*** Block opens ***
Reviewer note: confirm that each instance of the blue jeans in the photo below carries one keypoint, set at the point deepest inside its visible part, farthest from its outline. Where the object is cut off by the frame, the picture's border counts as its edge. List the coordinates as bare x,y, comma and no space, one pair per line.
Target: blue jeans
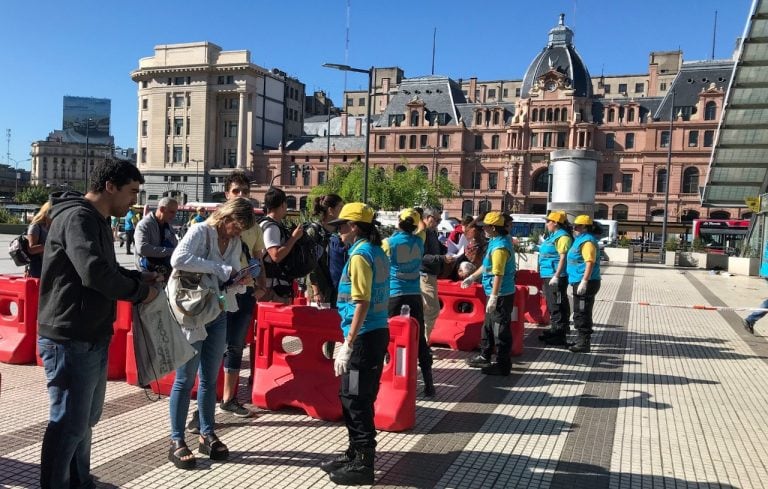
754,316
237,327
206,363
76,375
*** Block closes ***
▶ _WHAT THIS TASK INVOLVES_
Would you transcribe all of the entries above exactly, minus the images?

▶ _EXERCISE RESULT_
Reviewer note: confirm that each instance of the blue jeans in the photo below carries one keypoint, set at the point deepest inside its visible part, farthest from its outline. Where the object is cut off by the frame, the picture's border counts as its edge. List the coordinates as bare x,y, comma and no space, one pair per line.
Target: blue jeans
754,316
237,327
206,363
76,375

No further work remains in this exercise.